PASSAGE SHOWN:
=== Begin Enclosure ===
With its flaky texture and rich, buttery flavour, Chilean sea bass is one of the most prized varieties of sea bass, commanding top prices at fine-dining restaurants around the world.
So what is it that sets Chilean sea bass apart from other sea bass? In fact, the biggest difference is that Chilean sea bass isn’t bass at all. ‘Sea bass’ is a generic term, used to describe many different species of marine fish, some of which are bass, but many of which are not.
The true name of the Chilean sea bass is the rather less appealing ‘Patagonian toothfish’, and it is found in the waters around South America and the Antarctic. It weighs around 15–22 lb on average, with the very largest adults reaching an impressive 220 lb.
The name ‘Chilean sea bass’ was invented in 1977 by enterprising fish wholesaler Lee Lantz, who guessed that diners would find the prospect of a fillet of sea bass more appetising than a fillet of toothfish. Lanz’s hunch proved correct, and once people were persuaded to try it, it’s rich taste and versatility soon made it a firm favourite.
Why is Chilean sea bass so famous?
Chilean sea bass is famed for its rich, buttery flavour, which has been compared to cod, and its tender, flaky texture. It is also a highly versatile fish, and pairs beautifully with many different spice combinations and sauces.
=== End Enclosure ===
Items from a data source
=== Begin Enclosure ===
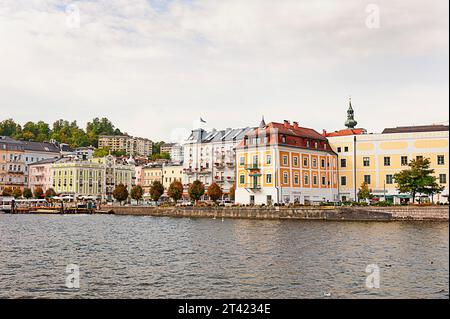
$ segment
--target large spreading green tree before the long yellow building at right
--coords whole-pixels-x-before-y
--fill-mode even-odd
[[[413,203],[417,194],[433,196],[444,190],[444,187],[436,182],[436,177],[433,176],[434,169],[430,168],[430,164],[428,158],[418,158],[408,164],[408,169],[394,175],[398,191],[409,193],[413,198]]]

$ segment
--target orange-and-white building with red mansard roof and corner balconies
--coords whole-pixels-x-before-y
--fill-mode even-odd
[[[240,204],[301,203],[337,200],[337,155],[313,129],[261,122],[236,148]]]

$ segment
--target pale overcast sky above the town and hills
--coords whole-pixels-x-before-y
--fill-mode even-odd
[[[0,0],[0,120],[136,136],[448,121],[447,0]]]

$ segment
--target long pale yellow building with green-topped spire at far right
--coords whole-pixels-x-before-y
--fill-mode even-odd
[[[342,201],[355,200],[363,182],[377,197],[386,196],[396,202],[408,198],[407,194],[398,193],[393,176],[408,168],[408,163],[418,157],[430,159],[437,181],[445,186],[434,199],[448,201],[448,126],[397,127],[379,134],[367,134],[364,129],[354,128],[356,121],[351,122],[352,109],[350,113],[347,129],[324,132],[338,154],[339,198]]]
=== End Enclosure ===
AIM OF THE TASK:
Pick up the passage on Chilean sea bass above and continue it from its last sentence.

EXPECTED ANSWER:
The fame and popularity of the Chilean sea bass received a huge boost in 1993, when it was depicted in the hit movie Jurassic Park, served to the main characters as an opulent example of the ‘spared no expense’ mantra of the park’s owners. In fact, the fish became so popular that it was fished to near extinction in the years that followed, leading to the ‘Take a pass on Chilean Sea Bass’ campaign, where chefs and diners abstained from their favourite fish to allow stocks to replenish.
These days, thanks to more sustainable fishing practices, Chilean sea bass is back on the menu. It is still classed as vulnerable, however, so don’t expect to see it in your local store any time soon.
Why is Chilean sea bass so expensive?
Chilean sea bass is highly sought-after thanks to its flavour and versatility. Due to overfishing in the 90s, however, it is still quite rare, and fishing must continue to be carefully controlled to prevent the Chilean sea bass from disappearing from oceans and menus for good. This means that Chilean sea bass can command a very high price, and you are only likely to find it in very expensive restaurants. If you want to try something similar, but you can’t stretch to Chilean sea bass, black cod is a great alternative that won’t break the bank.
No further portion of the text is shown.